:: Material provided ::
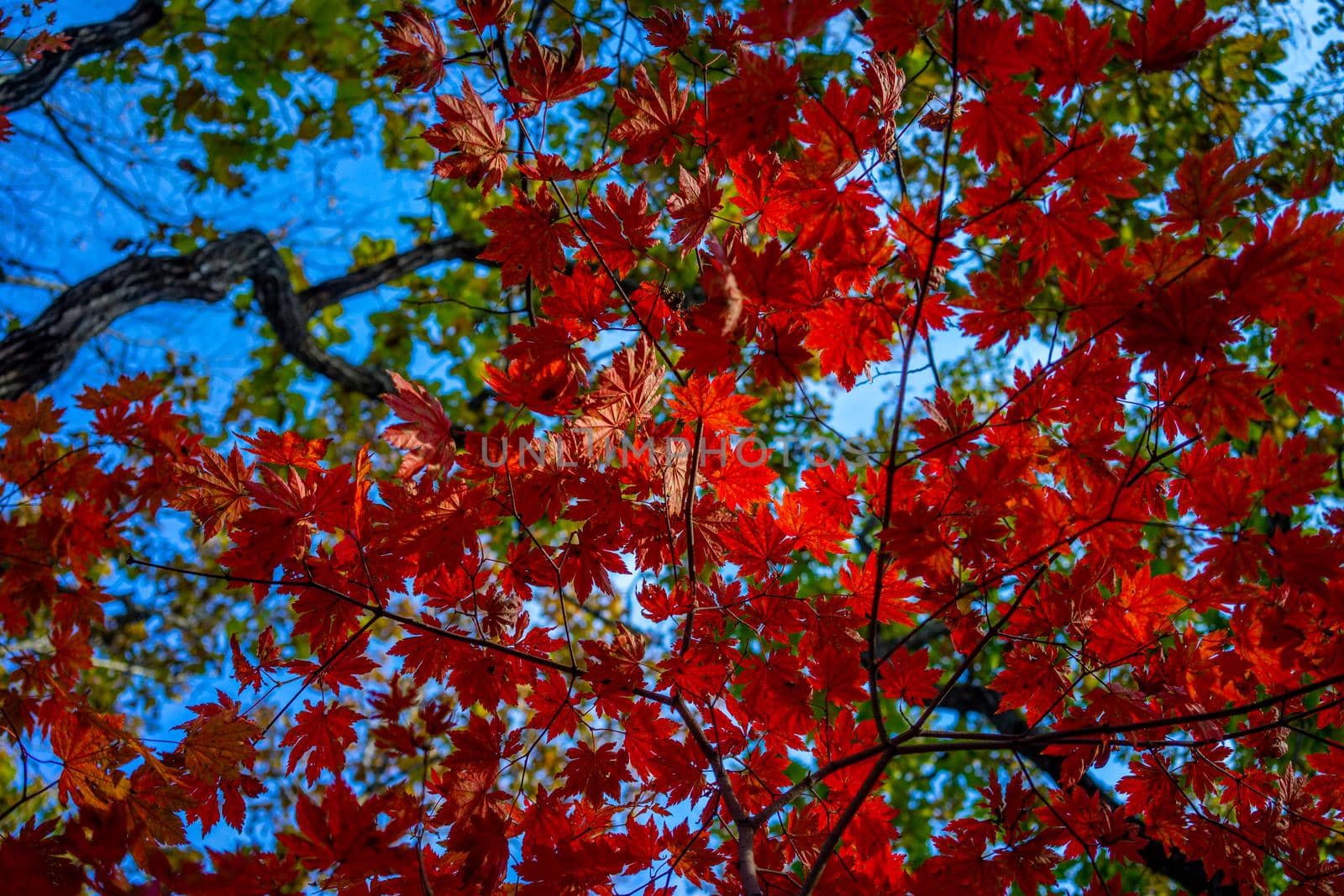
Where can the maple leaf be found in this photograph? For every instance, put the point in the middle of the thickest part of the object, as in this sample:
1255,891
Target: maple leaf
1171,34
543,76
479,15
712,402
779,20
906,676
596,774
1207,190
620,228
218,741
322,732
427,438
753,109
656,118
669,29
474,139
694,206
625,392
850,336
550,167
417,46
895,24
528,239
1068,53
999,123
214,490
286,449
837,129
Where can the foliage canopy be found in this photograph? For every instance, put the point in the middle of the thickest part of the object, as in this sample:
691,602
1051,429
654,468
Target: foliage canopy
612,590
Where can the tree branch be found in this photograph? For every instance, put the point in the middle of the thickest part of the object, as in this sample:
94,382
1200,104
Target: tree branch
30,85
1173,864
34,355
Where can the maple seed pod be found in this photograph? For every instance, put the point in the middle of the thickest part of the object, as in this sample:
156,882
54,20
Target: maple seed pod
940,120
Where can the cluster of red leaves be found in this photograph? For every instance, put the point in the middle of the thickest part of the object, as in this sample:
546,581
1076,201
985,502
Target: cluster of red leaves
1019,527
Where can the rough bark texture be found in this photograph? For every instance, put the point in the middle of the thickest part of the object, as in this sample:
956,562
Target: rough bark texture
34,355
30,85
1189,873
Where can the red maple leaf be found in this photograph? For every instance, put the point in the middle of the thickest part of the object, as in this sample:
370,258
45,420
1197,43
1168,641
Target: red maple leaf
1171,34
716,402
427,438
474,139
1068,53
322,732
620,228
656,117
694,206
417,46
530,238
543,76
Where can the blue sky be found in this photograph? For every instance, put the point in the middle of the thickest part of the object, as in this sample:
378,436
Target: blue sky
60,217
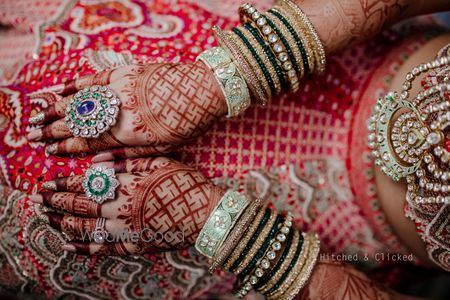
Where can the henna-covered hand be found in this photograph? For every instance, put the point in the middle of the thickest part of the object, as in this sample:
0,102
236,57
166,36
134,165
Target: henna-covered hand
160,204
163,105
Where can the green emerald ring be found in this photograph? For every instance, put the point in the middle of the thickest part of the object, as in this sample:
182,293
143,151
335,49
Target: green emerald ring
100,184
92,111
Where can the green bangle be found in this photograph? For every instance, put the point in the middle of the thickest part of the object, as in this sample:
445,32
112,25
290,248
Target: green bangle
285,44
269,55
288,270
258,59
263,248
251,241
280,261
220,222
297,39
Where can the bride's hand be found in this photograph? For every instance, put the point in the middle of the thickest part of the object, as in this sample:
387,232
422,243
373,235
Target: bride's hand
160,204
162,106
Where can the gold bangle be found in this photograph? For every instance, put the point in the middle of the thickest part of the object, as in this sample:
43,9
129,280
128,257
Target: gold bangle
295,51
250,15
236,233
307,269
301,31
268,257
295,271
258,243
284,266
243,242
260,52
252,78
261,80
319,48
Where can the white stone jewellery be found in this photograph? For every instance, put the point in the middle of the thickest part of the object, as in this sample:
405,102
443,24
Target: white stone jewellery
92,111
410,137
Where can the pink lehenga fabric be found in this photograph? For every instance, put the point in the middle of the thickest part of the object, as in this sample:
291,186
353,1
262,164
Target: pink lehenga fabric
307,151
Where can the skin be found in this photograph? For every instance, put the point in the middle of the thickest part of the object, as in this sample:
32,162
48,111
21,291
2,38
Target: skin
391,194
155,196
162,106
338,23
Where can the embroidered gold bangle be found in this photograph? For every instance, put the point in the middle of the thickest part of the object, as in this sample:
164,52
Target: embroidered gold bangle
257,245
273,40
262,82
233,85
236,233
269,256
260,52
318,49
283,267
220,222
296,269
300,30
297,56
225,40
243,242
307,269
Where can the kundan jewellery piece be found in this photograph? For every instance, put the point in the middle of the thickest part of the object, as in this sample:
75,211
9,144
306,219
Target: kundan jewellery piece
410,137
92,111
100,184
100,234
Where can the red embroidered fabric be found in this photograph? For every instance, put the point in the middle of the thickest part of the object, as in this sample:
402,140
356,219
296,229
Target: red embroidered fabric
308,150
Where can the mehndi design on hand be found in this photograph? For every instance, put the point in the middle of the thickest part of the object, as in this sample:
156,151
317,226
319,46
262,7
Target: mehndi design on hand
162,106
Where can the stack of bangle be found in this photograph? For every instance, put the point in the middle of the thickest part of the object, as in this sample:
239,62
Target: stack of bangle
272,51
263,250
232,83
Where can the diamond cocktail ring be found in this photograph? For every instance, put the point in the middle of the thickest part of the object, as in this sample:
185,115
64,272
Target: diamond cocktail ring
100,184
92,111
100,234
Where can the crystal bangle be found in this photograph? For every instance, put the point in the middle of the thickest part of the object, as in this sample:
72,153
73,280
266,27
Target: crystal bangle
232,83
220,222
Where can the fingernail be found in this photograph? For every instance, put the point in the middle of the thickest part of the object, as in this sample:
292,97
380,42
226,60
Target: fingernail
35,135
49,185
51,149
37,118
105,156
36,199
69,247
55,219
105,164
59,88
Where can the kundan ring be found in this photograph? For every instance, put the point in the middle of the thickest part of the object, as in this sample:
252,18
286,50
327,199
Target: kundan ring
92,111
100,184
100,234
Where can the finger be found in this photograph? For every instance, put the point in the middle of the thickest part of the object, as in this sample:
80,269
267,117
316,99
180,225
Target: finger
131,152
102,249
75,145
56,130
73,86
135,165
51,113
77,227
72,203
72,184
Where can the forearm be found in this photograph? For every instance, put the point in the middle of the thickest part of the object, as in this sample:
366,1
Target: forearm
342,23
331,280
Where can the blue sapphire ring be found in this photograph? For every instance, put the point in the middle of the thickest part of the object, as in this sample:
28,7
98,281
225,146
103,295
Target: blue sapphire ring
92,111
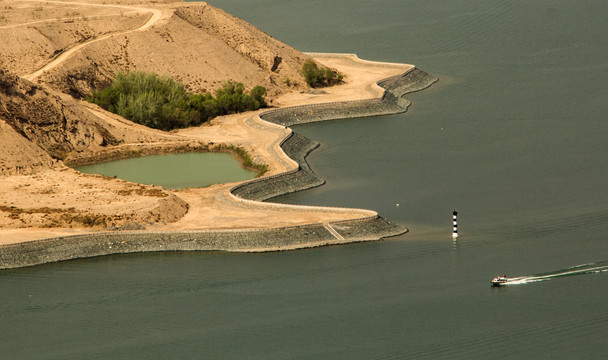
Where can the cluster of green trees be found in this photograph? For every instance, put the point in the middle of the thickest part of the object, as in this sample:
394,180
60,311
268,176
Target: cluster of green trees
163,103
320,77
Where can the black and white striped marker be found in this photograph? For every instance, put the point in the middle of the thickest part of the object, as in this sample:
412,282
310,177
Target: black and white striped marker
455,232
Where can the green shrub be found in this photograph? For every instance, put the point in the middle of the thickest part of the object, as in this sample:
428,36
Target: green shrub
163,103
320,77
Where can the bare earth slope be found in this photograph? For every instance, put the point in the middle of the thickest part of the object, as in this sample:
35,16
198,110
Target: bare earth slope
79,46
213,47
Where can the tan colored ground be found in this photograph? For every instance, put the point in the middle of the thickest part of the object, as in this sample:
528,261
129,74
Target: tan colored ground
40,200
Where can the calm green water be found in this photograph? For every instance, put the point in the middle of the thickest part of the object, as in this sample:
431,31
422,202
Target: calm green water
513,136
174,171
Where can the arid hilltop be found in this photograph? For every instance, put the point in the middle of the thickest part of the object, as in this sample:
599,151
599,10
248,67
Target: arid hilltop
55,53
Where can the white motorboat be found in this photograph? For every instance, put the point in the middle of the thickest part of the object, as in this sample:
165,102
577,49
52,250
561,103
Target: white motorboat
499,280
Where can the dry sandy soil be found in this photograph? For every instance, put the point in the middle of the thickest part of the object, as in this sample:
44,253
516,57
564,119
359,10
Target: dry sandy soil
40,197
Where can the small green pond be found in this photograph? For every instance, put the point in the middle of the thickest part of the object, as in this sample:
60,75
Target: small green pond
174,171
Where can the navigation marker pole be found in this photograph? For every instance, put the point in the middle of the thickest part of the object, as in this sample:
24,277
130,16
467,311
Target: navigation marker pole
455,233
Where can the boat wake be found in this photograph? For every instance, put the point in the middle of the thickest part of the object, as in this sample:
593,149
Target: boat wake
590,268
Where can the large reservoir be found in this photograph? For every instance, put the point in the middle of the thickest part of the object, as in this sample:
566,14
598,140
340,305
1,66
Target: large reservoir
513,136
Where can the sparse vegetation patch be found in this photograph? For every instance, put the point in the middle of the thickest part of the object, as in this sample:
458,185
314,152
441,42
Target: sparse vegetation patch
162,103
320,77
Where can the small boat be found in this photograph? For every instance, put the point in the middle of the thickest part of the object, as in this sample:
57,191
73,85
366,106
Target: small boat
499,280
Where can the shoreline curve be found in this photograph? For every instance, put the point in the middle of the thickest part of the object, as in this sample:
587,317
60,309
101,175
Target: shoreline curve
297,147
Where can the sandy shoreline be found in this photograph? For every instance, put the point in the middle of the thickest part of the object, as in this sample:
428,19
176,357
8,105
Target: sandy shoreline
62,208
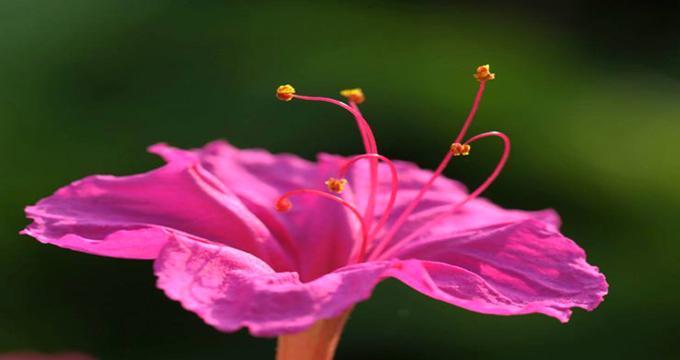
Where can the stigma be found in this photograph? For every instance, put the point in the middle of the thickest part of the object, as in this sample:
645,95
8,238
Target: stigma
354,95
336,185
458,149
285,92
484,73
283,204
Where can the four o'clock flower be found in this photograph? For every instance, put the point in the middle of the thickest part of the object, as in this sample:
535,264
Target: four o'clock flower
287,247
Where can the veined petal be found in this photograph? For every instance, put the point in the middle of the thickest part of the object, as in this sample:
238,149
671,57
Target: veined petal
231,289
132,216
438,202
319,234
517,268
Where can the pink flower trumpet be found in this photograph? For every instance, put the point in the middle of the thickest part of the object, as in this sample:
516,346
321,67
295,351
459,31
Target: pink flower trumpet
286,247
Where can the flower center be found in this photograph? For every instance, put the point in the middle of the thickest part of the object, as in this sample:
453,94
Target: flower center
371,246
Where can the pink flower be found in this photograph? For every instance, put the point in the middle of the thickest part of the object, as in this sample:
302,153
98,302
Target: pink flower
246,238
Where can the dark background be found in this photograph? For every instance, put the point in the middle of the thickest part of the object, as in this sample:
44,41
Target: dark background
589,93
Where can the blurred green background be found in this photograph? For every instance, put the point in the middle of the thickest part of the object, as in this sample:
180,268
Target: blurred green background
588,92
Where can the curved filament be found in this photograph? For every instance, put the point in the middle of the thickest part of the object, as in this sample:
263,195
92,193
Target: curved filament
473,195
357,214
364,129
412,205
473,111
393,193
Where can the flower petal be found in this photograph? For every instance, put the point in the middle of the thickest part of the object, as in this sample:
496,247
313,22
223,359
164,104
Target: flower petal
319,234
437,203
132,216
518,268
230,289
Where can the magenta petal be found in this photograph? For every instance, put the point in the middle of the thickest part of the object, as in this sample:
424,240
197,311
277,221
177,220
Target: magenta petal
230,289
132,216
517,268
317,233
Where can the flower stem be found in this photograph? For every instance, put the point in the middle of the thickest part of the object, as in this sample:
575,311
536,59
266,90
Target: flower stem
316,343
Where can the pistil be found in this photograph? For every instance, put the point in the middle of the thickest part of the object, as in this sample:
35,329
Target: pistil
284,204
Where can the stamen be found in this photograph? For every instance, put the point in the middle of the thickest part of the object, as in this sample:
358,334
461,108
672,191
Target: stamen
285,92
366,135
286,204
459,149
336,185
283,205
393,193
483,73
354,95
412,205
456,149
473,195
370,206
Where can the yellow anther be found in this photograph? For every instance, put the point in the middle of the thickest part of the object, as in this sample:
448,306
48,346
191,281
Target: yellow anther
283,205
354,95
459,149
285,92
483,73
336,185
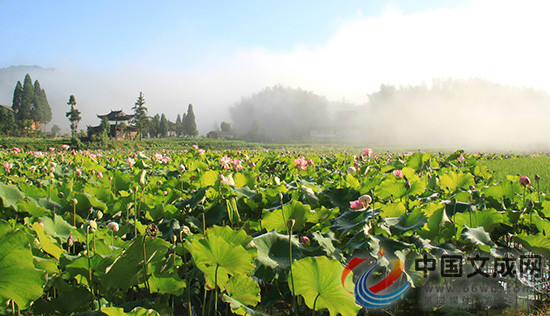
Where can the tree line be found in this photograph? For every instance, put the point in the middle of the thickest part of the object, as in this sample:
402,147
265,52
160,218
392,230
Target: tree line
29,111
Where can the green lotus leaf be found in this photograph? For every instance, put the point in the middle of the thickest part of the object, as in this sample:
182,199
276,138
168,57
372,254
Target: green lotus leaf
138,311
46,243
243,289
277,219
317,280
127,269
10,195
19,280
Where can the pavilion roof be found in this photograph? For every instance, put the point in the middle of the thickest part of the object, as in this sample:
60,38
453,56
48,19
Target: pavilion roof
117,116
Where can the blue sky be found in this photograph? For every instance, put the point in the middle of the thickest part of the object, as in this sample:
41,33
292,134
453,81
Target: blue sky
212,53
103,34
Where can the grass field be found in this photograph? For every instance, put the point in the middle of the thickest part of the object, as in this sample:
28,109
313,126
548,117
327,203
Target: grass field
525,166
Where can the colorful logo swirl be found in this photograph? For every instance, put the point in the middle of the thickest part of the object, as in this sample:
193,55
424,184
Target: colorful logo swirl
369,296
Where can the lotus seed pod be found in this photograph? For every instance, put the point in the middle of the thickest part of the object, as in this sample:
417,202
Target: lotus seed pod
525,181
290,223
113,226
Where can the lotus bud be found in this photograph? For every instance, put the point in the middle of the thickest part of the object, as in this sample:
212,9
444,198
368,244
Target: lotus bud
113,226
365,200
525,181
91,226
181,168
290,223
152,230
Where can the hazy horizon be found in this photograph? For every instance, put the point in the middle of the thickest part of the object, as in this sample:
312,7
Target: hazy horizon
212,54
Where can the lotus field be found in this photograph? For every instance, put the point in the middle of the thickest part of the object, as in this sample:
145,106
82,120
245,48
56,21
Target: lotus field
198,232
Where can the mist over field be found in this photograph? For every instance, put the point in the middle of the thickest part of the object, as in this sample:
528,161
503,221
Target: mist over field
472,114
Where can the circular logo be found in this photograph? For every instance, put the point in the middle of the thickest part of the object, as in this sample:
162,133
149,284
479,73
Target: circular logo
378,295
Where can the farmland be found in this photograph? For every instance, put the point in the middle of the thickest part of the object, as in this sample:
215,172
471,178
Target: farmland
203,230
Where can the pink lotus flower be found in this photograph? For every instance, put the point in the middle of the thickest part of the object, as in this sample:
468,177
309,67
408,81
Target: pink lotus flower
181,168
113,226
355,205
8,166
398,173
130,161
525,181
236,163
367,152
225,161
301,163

:: Work to be completed ::
The line containing "Where can the lotus bud" and every line after it, through the end of the records, should be repeated exactly and alone.

:: Problem solution ::
Where can the lotus bud be found in this photograph? For every instance, put the point in the middle of the thickest part of the object, as in this sample:
212,9
444,198
368,244
Target: lotus bud
113,226
365,200
525,181
91,226
181,168
290,223
152,230
Where can the hazy horizon be found in this photograph? For every instance, put the point in the middle of the thickest part of the object, as in this sample:
312,7
Target: hazy horizon
212,54
Where can the lotus field be found in this photograph? For every instance, put the point in the middle of the thickest part of the object, as in this sample:
145,106
82,120
245,48
56,21
Target: lotus field
198,232
Where can the mist over field be found in this photograph? For every instance, put the point in the middle of the thickest part of the object, as in this sample:
528,161
503,221
Target: mist over field
472,114
Where can the circular logo be found in this photograph? For every instance, put the point in the middle of the thickest part of the object, as in this sample:
162,133
149,284
479,73
Target: circular logo
378,295
Where can the farmland be found in this photograph? For every instance, put the point in the middle of the thickest part of the object, as in this sample:
215,172
471,178
Target: farmland
203,230
Where can the pink lotus flower be found in this photograph? For every instance, put the point in the middle of the thickest part of the object, as in this sample:
468,177
309,67
408,81
Target: pink lotus flower
181,168
113,226
355,205
8,166
398,173
130,161
525,181
236,163
367,152
225,161
301,163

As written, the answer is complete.